## TASK DIRECTIONS
Transcribe every line of the material below without changes, and leave the pictures out.

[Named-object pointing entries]
# # # # # # #
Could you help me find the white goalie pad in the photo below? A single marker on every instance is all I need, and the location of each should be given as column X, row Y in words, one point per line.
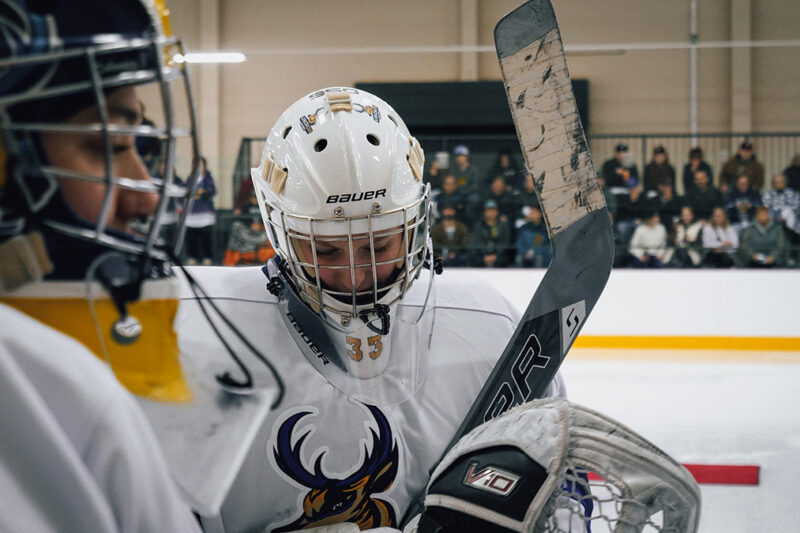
column 596, row 475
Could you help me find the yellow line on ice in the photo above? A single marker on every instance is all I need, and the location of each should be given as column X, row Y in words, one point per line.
column 760, row 344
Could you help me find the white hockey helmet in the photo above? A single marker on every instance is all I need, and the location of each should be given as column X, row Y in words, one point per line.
column 340, row 167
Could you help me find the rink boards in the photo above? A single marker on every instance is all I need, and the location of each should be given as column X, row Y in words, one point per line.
column 710, row 374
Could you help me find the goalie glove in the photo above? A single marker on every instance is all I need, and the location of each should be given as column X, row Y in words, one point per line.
column 529, row 469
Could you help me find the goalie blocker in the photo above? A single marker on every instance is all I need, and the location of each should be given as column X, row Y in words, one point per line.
column 528, row 470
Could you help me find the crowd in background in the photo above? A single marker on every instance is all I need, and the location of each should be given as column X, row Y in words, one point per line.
column 491, row 218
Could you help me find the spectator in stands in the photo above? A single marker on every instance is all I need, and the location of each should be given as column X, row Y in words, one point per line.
column 648, row 247
column 695, row 163
column 666, row 203
column 451, row 195
column 435, row 175
column 620, row 170
column 533, row 240
column 633, row 208
column 201, row 219
column 763, row 244
column 611, row 198
column 792, row 173
column 450, row 237
column 504, row 166
column 783, row 203
column 467, row 175
column 703, row 197
column 720, row 241
column 658, row 169
column 469, row 182
column 506, row 201
column 741, row 202
column 490, row 239
column 687, row 240
column 744, row 162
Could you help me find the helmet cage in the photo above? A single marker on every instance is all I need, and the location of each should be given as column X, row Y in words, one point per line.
column 337, row 307
column 155, row 63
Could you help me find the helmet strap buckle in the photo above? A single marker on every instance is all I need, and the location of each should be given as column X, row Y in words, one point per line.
column 382, row 312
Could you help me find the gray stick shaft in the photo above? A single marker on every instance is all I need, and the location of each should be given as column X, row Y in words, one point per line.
column 539, row 91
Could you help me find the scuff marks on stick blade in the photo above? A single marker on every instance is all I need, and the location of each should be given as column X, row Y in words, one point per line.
column 549, row 130
column 520, row 100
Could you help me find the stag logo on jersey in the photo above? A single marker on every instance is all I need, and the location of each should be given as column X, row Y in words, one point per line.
column 331, row 499
column 490, row 479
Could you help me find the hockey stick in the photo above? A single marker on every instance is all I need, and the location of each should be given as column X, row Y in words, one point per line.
column 549, row 129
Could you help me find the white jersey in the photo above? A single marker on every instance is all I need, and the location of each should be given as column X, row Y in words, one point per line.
column 322, row 457
column 76, row 453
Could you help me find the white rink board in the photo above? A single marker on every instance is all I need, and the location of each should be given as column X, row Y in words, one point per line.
column 708, row 410
column 724, row 303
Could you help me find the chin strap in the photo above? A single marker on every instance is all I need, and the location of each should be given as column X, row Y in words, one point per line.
column 227, row 380
column 382, row 312
column 123, row 281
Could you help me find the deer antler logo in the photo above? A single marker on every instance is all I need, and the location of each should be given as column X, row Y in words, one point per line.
column 332, row 500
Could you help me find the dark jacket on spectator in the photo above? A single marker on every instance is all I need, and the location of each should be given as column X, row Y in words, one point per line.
column 609, row 172
column 506, row 205
column 444, row 244
column 490, row 240
column 534, row 238
column 703, row 202
column 630, row 209
column 769, row 241
column 792, row 174
column 736, row 166
column 668, row 210
column 654, row 173
column 457, row 200
column 734, row 198
column 688, row 175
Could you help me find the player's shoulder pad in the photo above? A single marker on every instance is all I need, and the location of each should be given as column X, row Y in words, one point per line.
column 462, row 289
column 245, row 283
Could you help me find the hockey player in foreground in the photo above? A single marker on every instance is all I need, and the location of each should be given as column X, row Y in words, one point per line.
column 81, row 293
column 381, row 363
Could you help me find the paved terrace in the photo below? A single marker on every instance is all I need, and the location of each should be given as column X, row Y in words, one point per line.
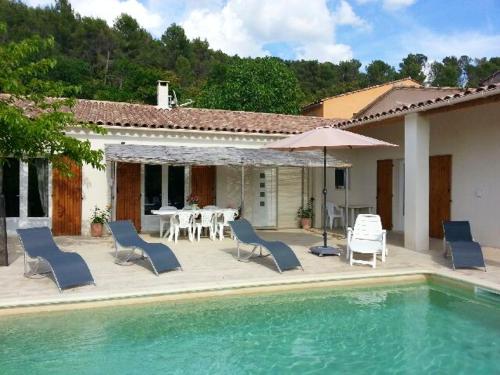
# # # # # # #
## SOLUTION
Could you help me find the white goalie pad in the photo below? A single marker on every instance is all I need, and the location of each should be given as column X, row Y in words, one point per line.
column 596, row 475
Could you help me find the yellow line on ice in the photo above? A single marker on every instance is all I need, and the location of each should be given as column X, row Y in words, one point per line.
column 760, row 344
Could you help me find the white hockey helmet in the photo above? A single marker on every instance is all I need, and the location of each should be given as column X, row Y in words, one point per line.
column 340, row 167
Could you help me find the rink boards in the photo above? A single marker on every instance is all I need, and the location of each should be given as column X, row Y in words, one point per line.
column 710, row 374
Could you help me find the goalie glove in the photo above? A single marker on every instance is all I need, and the location of each should be given as column X, row Y in words, one point per line.
column 529, row 469
Could you help me find the goalie blocker in the photo above? A single marker on every instance is all I need, and the location of each should be given as column X, row Y in words, one point per line.
column 528, row 470
Could you help me find the crowd in background in the photo above? A single marker on every instance is all I need, and the location of each should be given as column X, row Y in words, one point per line.
column 491, row 218
Could you help me find the spectator in stands in the photo above? A single marker on every instance is all I need, and the location of each should be given as column X, row Y in words, one point per line.
column 648, row 247
column 695, row 163
column 666, row 203
column 451, row 195
column 435, row 175
column 620, row 170
column 533, row 240
column 633, row 208
column 201, row 219
column 763, row 244
column 611, row 198
column 792, row 173
column 450, row 237
column 504, row 166
column 783, row 203
column 467, row 175
column 703, row 197
column 720, row 241
column 658, row 169
column 469, row 182
column 506, row 201
column 741, row 202
column 490, row 239
column 687, row 240
column 744, row 162
Could you help me find the helmet cage in the photo above? A single marker on every instance is all I need, and the location of each should be given as column X, row Y in words, one point per line.
column 337, row 307
column 155, row 63
Could you help me find the helmet strap buckle in the photo above? A single marker on every instance is all I need, and the location of each should be given as column X, row Y in words, one point per line.
column 382, row 312
Could you help me find the gray stick shaft in the photo above? A single marker on every instance is all I need, and the location of each should be given as column X, row Y in words, one point per line.
column 539, row 91
Could you help me find the scuff marks on stick blade in the photo above? A single marker on every instance is all I need, and the location of each should be given as column X, row Y in words, one point per line.
column 549, row 130
column 520, row 100
Could you help me find the stag logo on jersey in the photo above? A single marker on every instance is all I need, and the location of each should be given as column X, row Y in words, one point per line.
column 331, row 499
column 490, row 479
Could you help me find the hockey stick in the photo above? A single marker on every instance is all I need, and the location of each should be given as column X, row Y in words, one point per line.
column 549, row 129
Could you help me find the white jersey in the photo above? A single marker on every instance is all I need, and the location of each should be given as column X, row Y in words, one point per line.
column 322, row 457
column 76, row 453
Could you help me find the white rink board in the photo above? A single marker on every instance is all I need, and the location of each should be given as column X, row Y in words, one point per line.
column 708, row 410
column 724, row 303
Could you help me find the chin strap in the photo above? A single marker on every instance is all I need, and the location of each should be given as column X, row Y in words, one point per line.
column 227, row 380
column 382, row 312
column 123, row 281
Could you help me find the deer antler logo in the photo above? A single marker on every instance is all I need, and the location of each should be given as column X, row Y in words, one point per line.
column 332, row 500
Could you help me find the dark jacket on spectator in the photo above? A single marker on every instance is all I need, and the location of each should be given as column X, row Y in words, one point per line.
column 609, row 172
column 506, row 205
column 444, row 244
column 490, row 240
column 534, row 238
column 703, row 202
column 630, row 209
column 769, row 241
column 792, row 174
column 736, row 166
column 668, row 210
column 654, row 173
column 457, row 200
column 734, row 198
column 688, row 175
Could you help me find the player's shoulder pad in the photo above? A single marker on every instance is all I need, and the location of each should be given as column X, row Y in words, one point per line.
column 462, row 289
column 245, row 283
Could you help me find the hockey player in foreground in the photo above? A single marker on every instance is all I need, and the location of each should be given as column X, row Y in words, one point per line.
column 81, row 293
column 381, row 363
Could you help me find the paved terrace in the photo below? A single marker on every instance is all I need, and the location of each should be given as column X, row Y in words, one point per line.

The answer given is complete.